● SUPPLIED PASSAGE
..........
Btrfs, scrub: repair the common data on RAID5/6 if it is corrupted

This patch implement the RAID5/6 common data repair function, the implementation is similar to the scrub on the other RAID such as RAID1, the differentia is that we don't read the data from the mirror, we use the data repair function of RAID5/6. Signed-off-by: Miao Xie <miaox@cn.fujitsu.com>
author: Miao Xie <miaox@cn.fujitsu.com> 2014-10-23 14:42:50 +0800
committer: Miao Xie <miaox@cn.fujitsu.com> 2014-12-03 10:18:45 +0800
commit: af8e2d1df9848b39dd86b1e696bf8781d2020a88 (patch)
tree: 0abf72105056f1c5fe7038c37f4c5d63ea29c875
parent: b89e1b012c7f81123344058d5f245b844464d30c (diff)
download: op-kernel-dev-af8e2d1df9848b39dd86b1e696bf8781d2020a88.zip
op-kernel-dev-af8e2d1df9848b39dd86b1e696bf8781d2020a88.tar.gz
5 files changed, 235 insertions, 33 deletions
diff --git a/fs/btrfs/raid56.c b/fs/btrfs/raid56.c
index c54b0e6..95053a9 100644
--- a/fs/btrfs/raid56.c
+++ b/fs/btrfs/raid56.c
@@ -58,6 +58,15 @@
  */
 #define RBIO_CACHE_READY_BIT	3
 
+/*
+ * bbio and raid_map is managed by the caller, so we shouldn't free
+ * them here. And besides that, all rbios with this flag should not
+ * be cached, because we need raid_map to check the rbios' stripe
+ * is the same or not, but it is very likely that the caller has
+ * free raid_map, so don't cache those rbios.
+ */
+#define RBIO_HOLD_BBIO_MAP_BIT	4
+
 #define RBIO_CACHE_SIZE 1024
 
 struct btrfs_raid_bio {
@@ -799,6 +808,21 @@ done_nolock:
 		remove_rbio_from_cache(rbio);
 }
 
+static inline void
+__free_bbio_and_raid_map(struct btrfs_bio *bbio, u64 *raid_map, int need)
+{
+	if (need) {
+		kfree(raid_map);
+		kfree(bbio);
+	}
+}
+
+static inline void free_bbio_and_raid_map(struct btrfs_raid_bio *rbio)
+{
+	__free_bbio_and_raid_map(rbio->bbio, rbio->raid_map,
+			!test_bit(RBIO_HOLD_BBIO_MAP_BIT, &rbio->flags));
+}
+
 static void __free_raid_bio(struct btrfs_raid_bio *rbio)
 {
 	int i;
@@ -817,8 +841,9 @@ static void __free_raid_bio(struct btrfs_raid_bio *rbio)
..........
● DATA BLOCK
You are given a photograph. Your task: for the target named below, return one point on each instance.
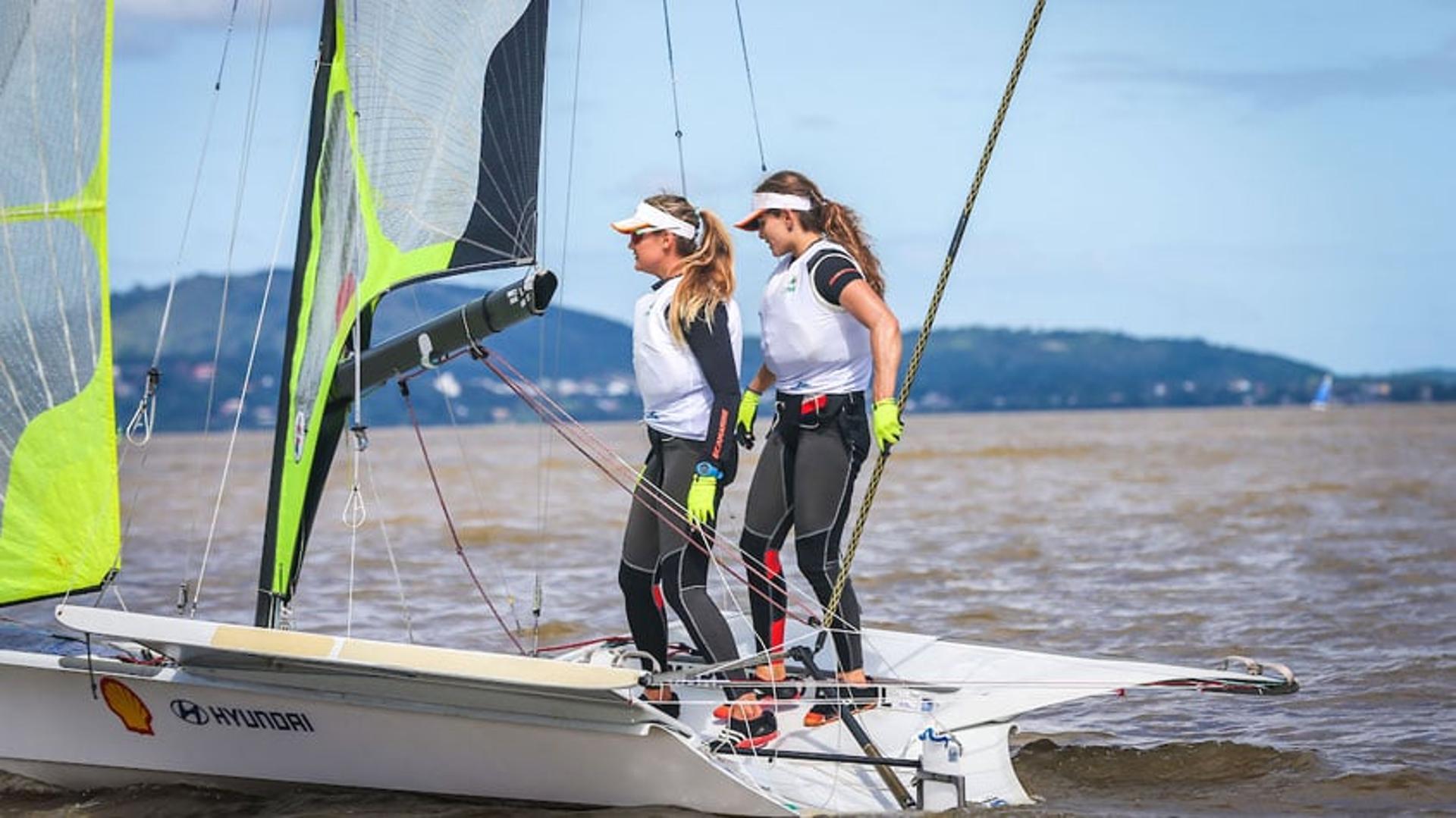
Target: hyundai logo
..........
● OBJECTIVE
Continue the Btrfs RAID5/6 scrub repair patch above, picking up right after its last line.

● THE RESPONSE
 			rbio->stripe_pages[i] = NULL;
 		}
 	}
-	kfree(rbio->raid_map);
-	kfree(rbio->bbio);
+
+	free_bbio_and_raid_map(rbio);
+
 	kfree(rbio);
 }
 
@@ -933,11 +958,8 @@ static struct btrfs_raid_bio *alloc_rbio(struct btrfs_root *root,
 
 	rbio = kzalloc(sizeof(*rbio) + num_pages * sizeof(struct page *) * 2,
 			GFP_NOFS);
-	if (!rbio) {
-		kfree(raid_map);
-		kfree(bbio);
+	if (!rbio)
 		return ERR_PTR(-ENOMEM);
-	}
 
 	bio_list_init(&rbio->bio_list);
 	INIT_LIST_HEAD(&rbio->plug_list);
@@ -1692,8 +1714,10 @@ int raid56_parity_write(struct btrfs_root *root, struct bio *bio,
 	struct blk_plug_cb *cb;
 
 	rbio = alloc_rbio(root, bbio, raid_map, stripe_len);
-	if (IS_ERR(rbio))
+	if (IS_ERR(rbio)) {
+		__free_bbio_and_raid_map(bbio, raid_map, 1);
 		return PTR_ERR(rbio);
+	}
 	bio_list_add(&rbio->bio_list, bio);
 	rbio->bio_list_bytes = bio->bi_iter.bi_size;
 
@@ -1888,7 +1912,8 @@ cleanup:
 cleanup_io:
 
 	if (rbio->read_rebuild) {
-		if (err == 0)
+		if (err == 0 &&
+		    !test_bit(RBIO_HOLD_BBIO_MAP_BIT, &rbio->flags))
 			cache_rbio_pages(rbio);
 		else
 			clear_bit(RBIO_CACHE_READY_BIT, &rbio->flags);
@@ -2038,15 +2063,19 @@ cleanup:
  */
 int raid56_parity_recover(struct btrfs_root *root, struct bio *bio,
 			  struct btrfs_bio *bbio, u64 *raid_map,
-			  u64 stripe_len, int mirror_num)
+			  u64 stripe_len, int mirror_num, int hold_bbio)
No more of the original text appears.